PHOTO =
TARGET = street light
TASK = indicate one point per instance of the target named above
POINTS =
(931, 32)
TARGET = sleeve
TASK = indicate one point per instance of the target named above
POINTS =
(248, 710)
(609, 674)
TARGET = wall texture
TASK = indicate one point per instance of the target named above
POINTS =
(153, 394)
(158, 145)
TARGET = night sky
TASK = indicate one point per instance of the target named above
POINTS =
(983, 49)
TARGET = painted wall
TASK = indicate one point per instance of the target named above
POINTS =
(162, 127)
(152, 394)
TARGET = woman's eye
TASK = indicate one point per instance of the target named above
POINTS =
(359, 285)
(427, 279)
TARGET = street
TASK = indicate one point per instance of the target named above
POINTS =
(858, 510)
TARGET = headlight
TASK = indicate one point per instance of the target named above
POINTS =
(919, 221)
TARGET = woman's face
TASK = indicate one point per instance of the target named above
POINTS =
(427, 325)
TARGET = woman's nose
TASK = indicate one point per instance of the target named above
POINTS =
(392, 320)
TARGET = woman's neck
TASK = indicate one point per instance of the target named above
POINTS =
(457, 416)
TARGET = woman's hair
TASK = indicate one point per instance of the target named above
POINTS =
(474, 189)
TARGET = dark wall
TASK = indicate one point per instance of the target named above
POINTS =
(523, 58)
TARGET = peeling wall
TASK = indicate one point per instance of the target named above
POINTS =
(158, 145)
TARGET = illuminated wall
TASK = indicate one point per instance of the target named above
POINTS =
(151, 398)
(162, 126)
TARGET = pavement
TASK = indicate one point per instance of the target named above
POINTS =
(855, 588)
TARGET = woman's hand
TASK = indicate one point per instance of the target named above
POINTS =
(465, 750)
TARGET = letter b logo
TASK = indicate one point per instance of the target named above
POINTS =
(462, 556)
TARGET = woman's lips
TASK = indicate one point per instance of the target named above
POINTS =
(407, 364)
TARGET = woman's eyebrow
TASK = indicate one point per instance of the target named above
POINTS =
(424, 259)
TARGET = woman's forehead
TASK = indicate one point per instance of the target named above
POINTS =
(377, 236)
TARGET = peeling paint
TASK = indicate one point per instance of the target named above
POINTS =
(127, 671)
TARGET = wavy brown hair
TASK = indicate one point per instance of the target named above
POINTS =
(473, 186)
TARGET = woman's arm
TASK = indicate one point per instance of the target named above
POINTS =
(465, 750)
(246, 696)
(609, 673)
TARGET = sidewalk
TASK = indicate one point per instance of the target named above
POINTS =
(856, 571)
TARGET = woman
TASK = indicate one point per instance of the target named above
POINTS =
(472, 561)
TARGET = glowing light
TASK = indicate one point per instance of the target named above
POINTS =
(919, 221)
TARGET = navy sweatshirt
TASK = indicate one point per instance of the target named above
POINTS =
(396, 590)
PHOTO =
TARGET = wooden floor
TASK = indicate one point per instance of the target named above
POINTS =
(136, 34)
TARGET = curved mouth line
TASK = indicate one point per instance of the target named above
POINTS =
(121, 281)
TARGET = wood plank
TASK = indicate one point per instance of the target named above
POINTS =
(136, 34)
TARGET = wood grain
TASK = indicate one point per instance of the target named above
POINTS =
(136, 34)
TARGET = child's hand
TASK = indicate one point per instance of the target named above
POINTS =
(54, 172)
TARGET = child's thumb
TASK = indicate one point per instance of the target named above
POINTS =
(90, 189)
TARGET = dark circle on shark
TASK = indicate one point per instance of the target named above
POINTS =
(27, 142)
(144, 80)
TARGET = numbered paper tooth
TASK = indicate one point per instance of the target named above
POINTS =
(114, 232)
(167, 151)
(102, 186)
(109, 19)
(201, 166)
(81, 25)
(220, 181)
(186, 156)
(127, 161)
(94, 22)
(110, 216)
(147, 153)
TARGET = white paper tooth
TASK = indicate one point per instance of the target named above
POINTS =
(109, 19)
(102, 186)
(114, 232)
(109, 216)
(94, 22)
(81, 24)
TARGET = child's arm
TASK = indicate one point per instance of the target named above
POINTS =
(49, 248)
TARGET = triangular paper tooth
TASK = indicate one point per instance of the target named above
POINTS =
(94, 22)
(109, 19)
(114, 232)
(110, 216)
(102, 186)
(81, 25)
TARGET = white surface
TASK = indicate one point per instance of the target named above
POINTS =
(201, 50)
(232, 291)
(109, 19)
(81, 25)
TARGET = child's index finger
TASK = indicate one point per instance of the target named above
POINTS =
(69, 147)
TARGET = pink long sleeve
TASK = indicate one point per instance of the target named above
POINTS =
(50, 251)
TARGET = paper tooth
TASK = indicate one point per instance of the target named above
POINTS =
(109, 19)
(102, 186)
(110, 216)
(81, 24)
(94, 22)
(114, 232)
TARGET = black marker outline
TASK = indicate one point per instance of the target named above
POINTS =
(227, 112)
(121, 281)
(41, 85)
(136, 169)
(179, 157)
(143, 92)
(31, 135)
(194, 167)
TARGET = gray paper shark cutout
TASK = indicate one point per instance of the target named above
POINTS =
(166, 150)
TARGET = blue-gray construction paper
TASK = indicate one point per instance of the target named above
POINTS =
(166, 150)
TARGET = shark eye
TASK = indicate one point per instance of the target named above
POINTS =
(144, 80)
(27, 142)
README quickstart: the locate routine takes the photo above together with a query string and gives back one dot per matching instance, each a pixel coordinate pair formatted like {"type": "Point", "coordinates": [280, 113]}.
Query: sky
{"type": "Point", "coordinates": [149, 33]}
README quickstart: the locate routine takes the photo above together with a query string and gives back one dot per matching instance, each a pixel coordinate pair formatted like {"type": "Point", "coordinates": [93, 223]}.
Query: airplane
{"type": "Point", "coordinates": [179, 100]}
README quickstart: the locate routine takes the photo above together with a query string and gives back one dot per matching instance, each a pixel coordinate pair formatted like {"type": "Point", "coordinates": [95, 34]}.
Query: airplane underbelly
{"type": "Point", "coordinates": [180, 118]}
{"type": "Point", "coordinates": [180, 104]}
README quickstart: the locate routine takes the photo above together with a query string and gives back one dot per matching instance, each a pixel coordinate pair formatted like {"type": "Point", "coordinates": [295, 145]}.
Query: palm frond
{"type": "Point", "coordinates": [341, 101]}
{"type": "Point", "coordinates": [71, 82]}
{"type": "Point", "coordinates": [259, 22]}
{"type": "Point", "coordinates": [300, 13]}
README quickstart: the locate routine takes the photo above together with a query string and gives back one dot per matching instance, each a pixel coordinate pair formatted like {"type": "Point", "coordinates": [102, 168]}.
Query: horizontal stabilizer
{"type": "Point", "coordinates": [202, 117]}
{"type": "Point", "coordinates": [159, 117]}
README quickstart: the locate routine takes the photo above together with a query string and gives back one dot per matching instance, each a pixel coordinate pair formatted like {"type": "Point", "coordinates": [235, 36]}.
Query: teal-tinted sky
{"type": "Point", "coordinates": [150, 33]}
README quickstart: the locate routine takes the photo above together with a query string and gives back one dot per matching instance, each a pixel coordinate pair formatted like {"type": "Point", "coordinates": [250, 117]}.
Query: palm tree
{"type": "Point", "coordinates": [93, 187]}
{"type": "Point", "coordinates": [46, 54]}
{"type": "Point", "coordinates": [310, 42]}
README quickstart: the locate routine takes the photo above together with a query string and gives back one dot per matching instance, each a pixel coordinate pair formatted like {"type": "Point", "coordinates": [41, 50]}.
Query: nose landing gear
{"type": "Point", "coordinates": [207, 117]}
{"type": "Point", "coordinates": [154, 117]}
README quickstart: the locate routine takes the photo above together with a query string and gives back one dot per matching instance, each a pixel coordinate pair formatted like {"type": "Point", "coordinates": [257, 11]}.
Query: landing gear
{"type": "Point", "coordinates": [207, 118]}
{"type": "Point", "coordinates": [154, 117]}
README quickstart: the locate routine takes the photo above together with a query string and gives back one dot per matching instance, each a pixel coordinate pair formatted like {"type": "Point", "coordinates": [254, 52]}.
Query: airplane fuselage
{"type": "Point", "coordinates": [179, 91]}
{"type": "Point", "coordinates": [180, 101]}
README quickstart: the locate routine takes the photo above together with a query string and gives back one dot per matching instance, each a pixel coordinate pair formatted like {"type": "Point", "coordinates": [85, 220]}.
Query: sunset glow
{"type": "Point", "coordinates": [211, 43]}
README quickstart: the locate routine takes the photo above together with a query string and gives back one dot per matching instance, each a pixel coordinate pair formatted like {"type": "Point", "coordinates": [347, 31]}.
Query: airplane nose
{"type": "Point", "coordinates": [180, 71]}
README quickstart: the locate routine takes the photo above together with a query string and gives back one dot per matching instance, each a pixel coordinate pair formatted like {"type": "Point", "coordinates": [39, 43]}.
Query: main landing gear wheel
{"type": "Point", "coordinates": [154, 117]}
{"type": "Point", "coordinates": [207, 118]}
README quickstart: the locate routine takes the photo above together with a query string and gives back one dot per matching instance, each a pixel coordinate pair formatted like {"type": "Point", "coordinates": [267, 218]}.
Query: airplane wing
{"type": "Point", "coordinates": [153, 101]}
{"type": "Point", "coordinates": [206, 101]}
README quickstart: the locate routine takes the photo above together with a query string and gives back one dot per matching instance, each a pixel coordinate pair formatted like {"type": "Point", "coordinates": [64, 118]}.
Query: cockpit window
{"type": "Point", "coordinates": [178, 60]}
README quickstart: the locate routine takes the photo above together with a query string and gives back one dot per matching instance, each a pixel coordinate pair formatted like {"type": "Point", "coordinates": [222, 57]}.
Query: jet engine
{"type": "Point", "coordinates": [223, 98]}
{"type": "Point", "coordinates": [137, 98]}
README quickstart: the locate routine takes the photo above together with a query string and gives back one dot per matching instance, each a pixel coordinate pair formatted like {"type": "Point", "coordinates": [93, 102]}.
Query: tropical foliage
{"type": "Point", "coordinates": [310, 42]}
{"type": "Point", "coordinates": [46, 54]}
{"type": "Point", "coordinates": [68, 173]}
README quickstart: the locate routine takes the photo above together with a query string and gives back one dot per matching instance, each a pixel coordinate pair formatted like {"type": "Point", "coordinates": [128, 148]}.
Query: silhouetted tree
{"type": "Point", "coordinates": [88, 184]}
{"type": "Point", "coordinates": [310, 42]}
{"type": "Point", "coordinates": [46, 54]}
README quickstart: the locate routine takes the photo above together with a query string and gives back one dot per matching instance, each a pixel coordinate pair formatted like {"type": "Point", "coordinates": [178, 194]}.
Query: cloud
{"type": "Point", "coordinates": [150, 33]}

-------

WORK ITEM: Show all lines from the records above where the word "peeling" occurs.

SOLUTION TO THIS TASK:
TARGET = peeling wall
TARGET = peeling paint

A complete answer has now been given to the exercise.